Quoted passage —

******************************

A security policy is our management-approved statement of what we protect, the security outcomes we require, the rules our people and suppliers must follow, and who is accountable for decisions, exceptions, incidents and review. It applies to information, systems, accounts, devices, premises, cloud services, suppliers and business processes within its defined scope.
Why does a New Zealand business need security policies?
Security policies turn broad legal, customer and risk-management expectations into consistent business rules. Privacy Act 2020 IPP 5 requires organisations holding personal information to use safeguards that are reasonable in the circumstances. The Act does not prescribe one universal private-sector security-policy template, but documented rules help the organisation decide what reasonable safeguards look like, allocate responsibility and demonstrate that security is managed rather than improvised. Policies also support onboarding, supplier management, customer due diligence, cyber insurance, incident response and consistent treatment of exceptions. Own Your Online says policies help organisations identify risks, define mitigations, answer security questions, clarify responsibilities and prepare for incidents. The NCSC Cyber Security Framework places guidance and governance across the security lifecycle and says security leaders should use a framework to help manage the security programme. A useful policy therefore connects business objectives, legal obligations, risk decisions and operating controls.

******************************

Data —
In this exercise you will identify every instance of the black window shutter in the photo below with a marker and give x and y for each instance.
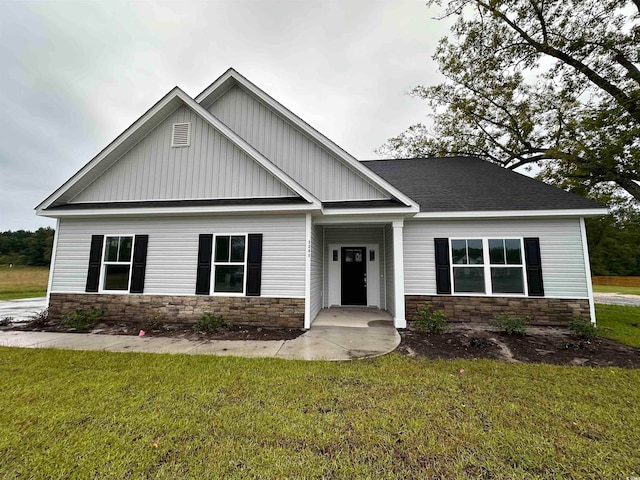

******************************

Exercise instructions —
1. Rewrite the passage on security policies from "A security policy" up to and including "its defined scope.", substituting "facilities" for "premises".
2. Extend the text on security policies for New Zealand businesses, picking up after its final sentence.

Per-task outputs —
1.
A security policy is our management-approved statement of what we protect, the security outcomes we require, the rules our people and suppliers must follow, and who is accountable for decisions, exceptions, incidents and review. It applies to information, systems, accounts, devices, facilities, cloud services, suppliers and business processes within its defined scope.

2.
- legal driver — Translate outcome-based duties such as IPP 5 reasonable safeguards into accountable organisational rules.
- risk driver — Set consistent safeguards according to information sensitivity, threats, business dependency and potential harm.
- people and suppliers — Tell users what is required, what must be reported and who may approve access, exceptions and recovery decisions.
- commercial driver — Support customer assurance, procurement, insurance, audits and contractual security commitments.
We use security policies to convert legal, contractual and risk-management expectations into clear and repeatable business rules. Policies identify what must be protected, assign responsibility, define minimum safeguards, support consistent decisions and provide evidence that security risks are actively managed.
What is the difference between a policy, standard, procedure and guideline?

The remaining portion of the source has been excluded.